What is required
Reproduce the listing below verbatim, line for line, with no changes to any character.

Exercise data

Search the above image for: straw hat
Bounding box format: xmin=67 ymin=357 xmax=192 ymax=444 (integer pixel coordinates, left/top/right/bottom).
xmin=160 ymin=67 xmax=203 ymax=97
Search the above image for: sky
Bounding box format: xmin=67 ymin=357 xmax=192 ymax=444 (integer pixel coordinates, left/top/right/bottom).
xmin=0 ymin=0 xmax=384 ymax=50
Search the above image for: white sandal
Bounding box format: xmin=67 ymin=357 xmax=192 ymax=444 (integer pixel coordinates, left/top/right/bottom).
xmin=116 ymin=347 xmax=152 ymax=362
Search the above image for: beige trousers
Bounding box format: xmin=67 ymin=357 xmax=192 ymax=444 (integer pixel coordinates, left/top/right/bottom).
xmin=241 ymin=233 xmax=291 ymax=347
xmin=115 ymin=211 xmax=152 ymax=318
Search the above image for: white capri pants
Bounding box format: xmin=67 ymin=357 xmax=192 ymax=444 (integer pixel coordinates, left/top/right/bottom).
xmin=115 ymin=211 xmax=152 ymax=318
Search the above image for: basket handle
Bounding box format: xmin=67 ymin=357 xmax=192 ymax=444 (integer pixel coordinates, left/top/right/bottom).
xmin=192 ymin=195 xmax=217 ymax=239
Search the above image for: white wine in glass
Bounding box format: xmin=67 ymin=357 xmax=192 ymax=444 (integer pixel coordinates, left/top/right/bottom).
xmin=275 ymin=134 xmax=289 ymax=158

Solution to the exercise
Search the above image for: straw hat
Bounding box format: xmin=67 ymin=357 xmax=192 ymax=444 (integer pixel coordinates, left/top/right/bottom).
xmin=160 ymin=67 xmax=203 ymax=97
Search the above image for: sky
Bounding box format: xmin=67 ymin=357 xmax=192 ymax=444 (integer pixel coordinates, left/top/right/bottom).
xmin=0 ymin=0 xmax=384 ymax=50
Search the above image for: white sandal
Bounding box format: xmin=67 ymin=357 xmax=192 ymax=444 (integer pixel coordinates, left/top/right/bottom).
xmin=116 ymin=347 xmax=152 ymax=362
Search the above image for: beige trousers
Bounding box format: xmin=67 ymin=357 xmax=192 ymax=444 (integer pixel coordinates, left/top/right/bottom).
xmin=241 ymin=233 xmax=291 ymax=347
xmin=115 ymin=211 xmax=152 ymax=318
Search the above image for: white capri pants
Bounding box format: xmin=67 ymin=357 xmax=192 ymax=444 (integer pixel coordinates, left/top/right/bottom).
xmin=115 ymin=211 xmax=152 ymax=318
Search the above image for: basket handle
Bounding box format: xmin=67 ymin=357 xmax=192 ymax=444 (integer pixel coordinates, left/top/right/bottom).
xmin=192 ymin=195 xmax=217 ymax=239
Search the above image for: white wine in glass
Bounding box format: xmin=67 ymin=357 xmax=192 ymax=444 (integer pixel coordinates, left/top/right/bottom).
xmin=275 ymin=134 xmax=289 ymax=158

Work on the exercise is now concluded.